▶ **Written exercise**
Copy the entries below word for word, leaving out the pictures.
◆ ◆ ◆ ◆ ◆ ◆ ◆
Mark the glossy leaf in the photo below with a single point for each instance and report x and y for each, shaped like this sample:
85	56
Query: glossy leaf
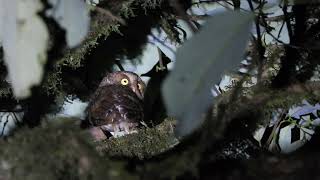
200	64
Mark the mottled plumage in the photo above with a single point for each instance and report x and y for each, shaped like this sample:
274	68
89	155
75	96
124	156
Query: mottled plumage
117	104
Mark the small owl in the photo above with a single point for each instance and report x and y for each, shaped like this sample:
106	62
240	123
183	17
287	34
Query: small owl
117	104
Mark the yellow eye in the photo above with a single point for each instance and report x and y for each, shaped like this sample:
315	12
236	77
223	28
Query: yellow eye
◆ ◆ ◆ ◆ ◆ ◆ ◆
▶ **Result**
Mark the glossy leaf in the photo below with a single point for each instance and report x and y for each, shaped like this sample:
85	56
Query: glossy leaf
200	64
Mark the mottled plumage in the photo above with a single point for each instance and report x and y for each, shaped like this sample:
274	68
89	155
75	96
124	156
Query: mottled plumage
117	104
Mark the small owl in the photo above with a single point for each instance and report x and y for each, shaped like this sample:
106	62
240	123
183	17
287	34
Query: small owl
117	104
Mark the yellow eye in the photo above with a single point for each instance and report x and y for each, shaped like this sample:
315	12
236	77
223	28
Query: yellow eye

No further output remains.